● **Source**:
╔══

Il est toujours temps de s’embarquer pour l’Alagnomanie !
Avouons d’emblée un péché inavouable : personnellement je ne suis pas un inconditionnel de Roberto Alagna. Pas tant du ténor dont je respecte l’immense carrière internationale, une carrière bien ancrée dans la durée, qui a su évoluer en fonction de l’évolution de la voix de l’interprète. C’est plutôt le personnage public qui m’a le plus souvent agacé. Celui qui a voulu forcer les portes du succès mondial, lorsqu’à la mort de Luciano Pavarotti il a tout fait pour s’affirmer comme son seul héritier, de manière à prendre sa succession dans la médiatisation planétaire. Malheureusement pour lui, cela ne lui a réussi que partiellement, sa popularité ne franchissant jamais vraiment les limites du genre opératique. D’ailleurs il n’y en a que quelques-uns ou que quelques-unes qui y soient parvenus : Pavarotti, justement, Maria Callas, bien sûr, probablement Kiri Te Kanawa et Plácido Domingo, plus récemment Cecilia Bartoli et Jonas Kaufmann. Et encore… Sans compter les chanteurs de variétés qui se sont essayés à l’opéra, tels Mario Lanza et Andrea Bocelli… À cette différence près que pour Pavarotti la popularité est venue tout spontanément, sans qu’il la recherche vraiment, et il en a peut-être été piégé…
À cela, venant s’ajouter l’amoureux transi qui, par deux fois, a voulu jouer de sa vie privée à la scène. Ce n’est pas le seul, mais quand même… Qu’il soit nécessaire de s’aimer au quotidien pour bien rendre les amours de Mario Cavaradossi et de Tosca ou autres Roméo et Juliette, cela ne s’inscrit pas vraiment dans les meilleures cordes d’un acteur sachant incarner les sentiments de tout héros à tout âge…
Passons… En assistant au retour du ténor Salle Gaveau, à un peu plus de deux ans d’écart de son dernier triomphe, il faut tout de même se rendre à l’évidence de la maestria d’un artiste d’exception. Dès les premières répliques du récitatif précédant l’air de Sigurd, le spectateur est aussitôt envoûté par un phrasé unique, par la manière de placer la voix, par l’art de l’élocution, par une diction exemplaire – qui se confirme d’ailleurs dans la seconde moitié du programme, consacrée à l’opéra italien –, puis, dans l’air à proprement parler, par une aisance nullement forcée, par un aigu toujours solide, par la noblesse du legato. Enfin, par un métier éprouvé. Certes, le programme du concert est savamment concocté par un équilibre qui fait s’alterner les pièces chantées aux interventions orchestrales, les morceaux sont choisis en fonction des moyens actuels de l’interprète, la salle est loin d’avoir l’étendue de la Philharmonie ni même du Théâtre des Champs-Élysées. Mais comment ne pas succomber à la séduction des aspirations de Vasco de Gama, précédées du récitatif, et à la stabilité du haut du registre, malgré quelques imperceptibles écarts de justesse ? Comment ne pas céder à l’autorité de l’accent de la prière de Rodrigue, encore introduite par le récitatif, la maîtrise des transitions, la puissance de l’aigu ? Comment ne pas se laisser enflammer par le transport du Condamné, rôle que le chanteur a lui-même créé en 2007, vécu de manière sensiblement dramatique ?

╚══

● **Exercice court A**:
Traduisez en anglais cette phrase de la critique du concert : « C’est plutôt le personnage public qui m’a le plus souvent agacé. »

● **Lignes de données**:
╔══

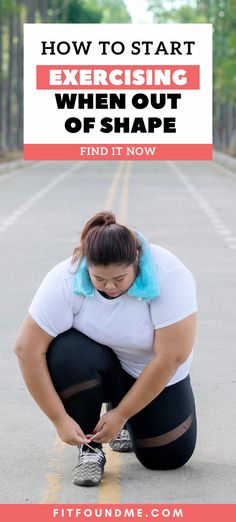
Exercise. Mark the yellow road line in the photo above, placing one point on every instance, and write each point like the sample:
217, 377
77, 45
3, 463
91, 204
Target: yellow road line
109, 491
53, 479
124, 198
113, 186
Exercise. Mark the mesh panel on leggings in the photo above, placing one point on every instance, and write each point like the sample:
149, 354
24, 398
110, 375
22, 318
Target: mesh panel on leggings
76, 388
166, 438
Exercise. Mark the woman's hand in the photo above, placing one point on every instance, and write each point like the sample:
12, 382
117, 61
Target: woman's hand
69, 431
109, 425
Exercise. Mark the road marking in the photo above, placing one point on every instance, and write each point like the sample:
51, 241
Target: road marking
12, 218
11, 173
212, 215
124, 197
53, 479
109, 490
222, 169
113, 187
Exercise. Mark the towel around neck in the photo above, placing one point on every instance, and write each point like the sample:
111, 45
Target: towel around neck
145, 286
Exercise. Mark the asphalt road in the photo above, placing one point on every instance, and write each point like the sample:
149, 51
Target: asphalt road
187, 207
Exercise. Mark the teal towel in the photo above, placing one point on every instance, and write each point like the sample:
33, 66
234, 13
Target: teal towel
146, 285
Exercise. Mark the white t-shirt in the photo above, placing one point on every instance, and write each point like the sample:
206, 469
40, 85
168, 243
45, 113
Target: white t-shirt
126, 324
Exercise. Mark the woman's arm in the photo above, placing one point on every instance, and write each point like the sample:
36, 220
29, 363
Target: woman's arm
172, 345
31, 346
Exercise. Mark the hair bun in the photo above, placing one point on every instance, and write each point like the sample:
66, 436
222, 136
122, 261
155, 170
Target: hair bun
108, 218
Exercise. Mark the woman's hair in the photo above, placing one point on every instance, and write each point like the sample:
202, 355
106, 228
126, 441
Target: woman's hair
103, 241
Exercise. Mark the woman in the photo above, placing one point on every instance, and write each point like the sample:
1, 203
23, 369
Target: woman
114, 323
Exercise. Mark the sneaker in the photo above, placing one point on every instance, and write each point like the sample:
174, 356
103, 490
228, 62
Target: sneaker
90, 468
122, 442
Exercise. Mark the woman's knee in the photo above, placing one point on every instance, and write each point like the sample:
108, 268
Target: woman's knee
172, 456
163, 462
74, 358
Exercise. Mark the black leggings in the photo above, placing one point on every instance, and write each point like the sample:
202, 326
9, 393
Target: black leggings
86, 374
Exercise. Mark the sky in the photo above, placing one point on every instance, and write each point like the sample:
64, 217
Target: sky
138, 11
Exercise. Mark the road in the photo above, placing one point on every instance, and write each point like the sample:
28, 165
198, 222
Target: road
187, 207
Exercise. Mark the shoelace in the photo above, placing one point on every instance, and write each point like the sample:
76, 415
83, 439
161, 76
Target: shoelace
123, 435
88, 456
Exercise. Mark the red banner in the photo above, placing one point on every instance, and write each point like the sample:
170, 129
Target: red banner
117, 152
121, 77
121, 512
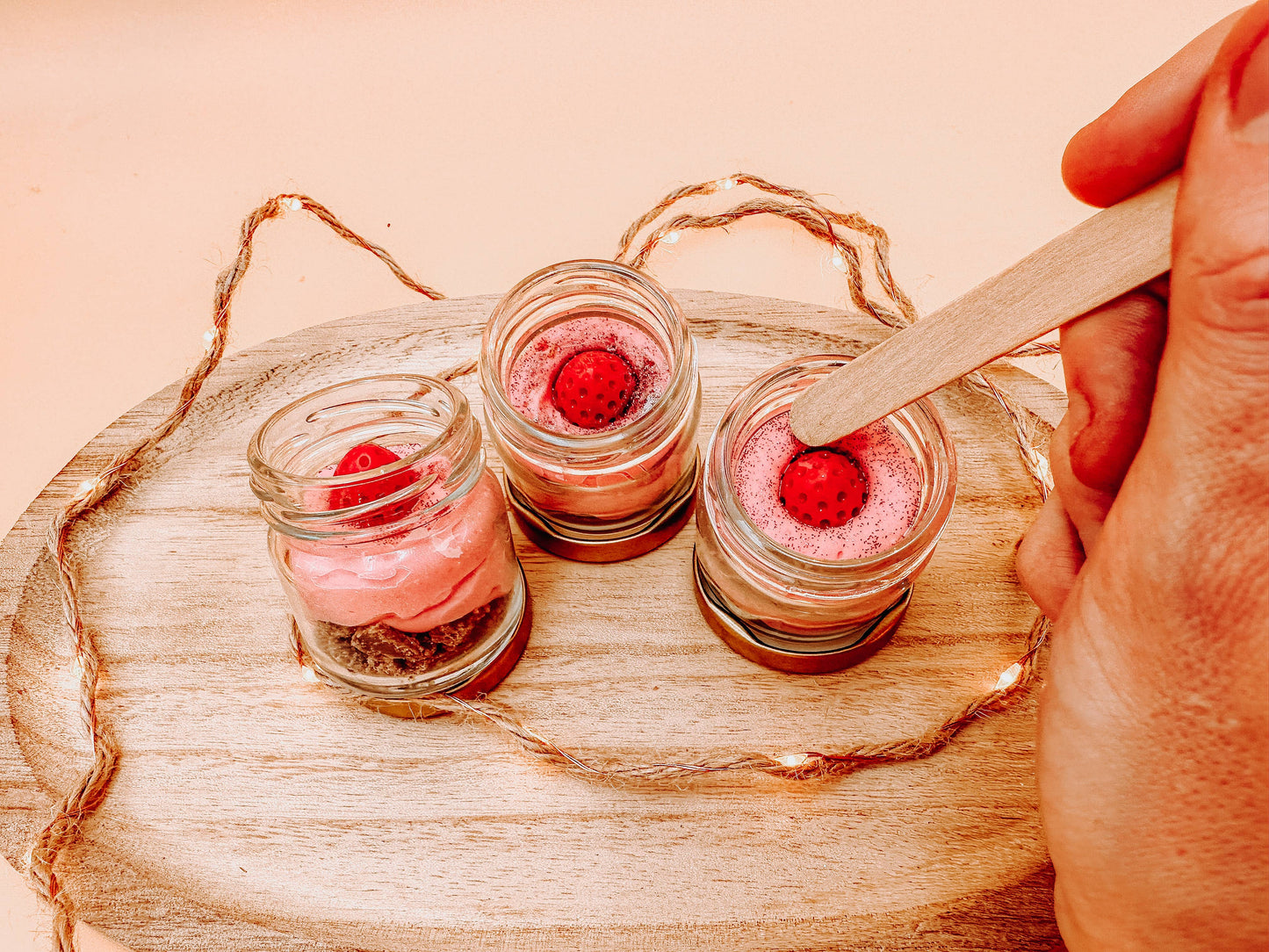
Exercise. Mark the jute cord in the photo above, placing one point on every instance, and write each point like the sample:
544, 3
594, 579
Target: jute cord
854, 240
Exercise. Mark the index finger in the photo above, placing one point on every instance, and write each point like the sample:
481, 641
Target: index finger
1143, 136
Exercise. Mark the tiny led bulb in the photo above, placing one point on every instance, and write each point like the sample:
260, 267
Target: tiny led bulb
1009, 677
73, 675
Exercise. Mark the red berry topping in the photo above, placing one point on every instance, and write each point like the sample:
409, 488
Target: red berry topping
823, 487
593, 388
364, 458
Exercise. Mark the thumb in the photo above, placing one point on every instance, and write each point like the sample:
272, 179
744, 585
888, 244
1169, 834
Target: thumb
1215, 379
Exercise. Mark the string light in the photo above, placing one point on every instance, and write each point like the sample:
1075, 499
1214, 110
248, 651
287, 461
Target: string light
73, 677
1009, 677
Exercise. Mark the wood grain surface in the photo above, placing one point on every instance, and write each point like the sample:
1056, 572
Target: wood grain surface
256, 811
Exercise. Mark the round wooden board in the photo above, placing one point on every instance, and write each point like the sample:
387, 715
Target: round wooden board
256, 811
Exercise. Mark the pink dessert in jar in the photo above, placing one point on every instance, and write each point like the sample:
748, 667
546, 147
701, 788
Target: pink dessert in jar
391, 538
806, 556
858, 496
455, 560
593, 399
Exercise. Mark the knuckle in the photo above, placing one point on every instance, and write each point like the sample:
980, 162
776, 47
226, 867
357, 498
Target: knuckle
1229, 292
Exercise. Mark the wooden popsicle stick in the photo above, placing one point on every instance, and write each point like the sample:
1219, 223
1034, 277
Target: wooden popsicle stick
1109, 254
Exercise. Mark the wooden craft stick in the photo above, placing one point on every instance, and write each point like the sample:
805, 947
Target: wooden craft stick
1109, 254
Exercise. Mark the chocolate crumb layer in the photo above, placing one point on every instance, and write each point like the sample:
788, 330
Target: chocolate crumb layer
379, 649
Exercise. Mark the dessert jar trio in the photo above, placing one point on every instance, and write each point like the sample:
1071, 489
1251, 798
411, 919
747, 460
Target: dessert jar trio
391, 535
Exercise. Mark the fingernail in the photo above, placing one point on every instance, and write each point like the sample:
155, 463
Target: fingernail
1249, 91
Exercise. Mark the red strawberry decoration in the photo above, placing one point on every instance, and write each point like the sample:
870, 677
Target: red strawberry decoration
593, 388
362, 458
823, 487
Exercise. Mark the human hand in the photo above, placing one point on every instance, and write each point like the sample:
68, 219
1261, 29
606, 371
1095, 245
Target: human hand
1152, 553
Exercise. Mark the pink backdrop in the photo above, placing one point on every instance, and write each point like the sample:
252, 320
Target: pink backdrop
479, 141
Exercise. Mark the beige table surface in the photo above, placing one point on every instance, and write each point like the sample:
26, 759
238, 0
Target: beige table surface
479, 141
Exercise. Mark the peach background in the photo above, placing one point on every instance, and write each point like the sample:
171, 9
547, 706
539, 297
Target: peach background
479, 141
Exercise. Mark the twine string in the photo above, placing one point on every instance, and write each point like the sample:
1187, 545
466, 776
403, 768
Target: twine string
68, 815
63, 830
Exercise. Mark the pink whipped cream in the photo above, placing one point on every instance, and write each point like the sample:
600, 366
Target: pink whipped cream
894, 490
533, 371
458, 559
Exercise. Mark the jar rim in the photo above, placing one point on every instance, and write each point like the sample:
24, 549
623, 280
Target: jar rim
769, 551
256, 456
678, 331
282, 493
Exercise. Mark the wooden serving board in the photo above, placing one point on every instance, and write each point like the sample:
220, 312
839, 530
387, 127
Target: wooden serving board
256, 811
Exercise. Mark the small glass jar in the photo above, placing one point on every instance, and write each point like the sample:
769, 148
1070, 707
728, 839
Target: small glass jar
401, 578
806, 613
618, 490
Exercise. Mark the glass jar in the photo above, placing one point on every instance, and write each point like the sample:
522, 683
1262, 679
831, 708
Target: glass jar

╚══

● **Exercice court B**:
Relevez, s’il vous plaît, toutes les lignes de la liste qui contiennent la chaîne "hand", en respectant la casse.

● **Réponse complète A**:
Rather, it is the public figure who has most often irritated me.

● **Réponse complète B**:
Exercise. Mark the woman's hand in the photo above, placing one point on every instance, and write each point like the sample:
Target: woman's hand
Exercise. Mark the human hand in the photo above, placing one point on every instance, and write each point like the sample:
Target: human hand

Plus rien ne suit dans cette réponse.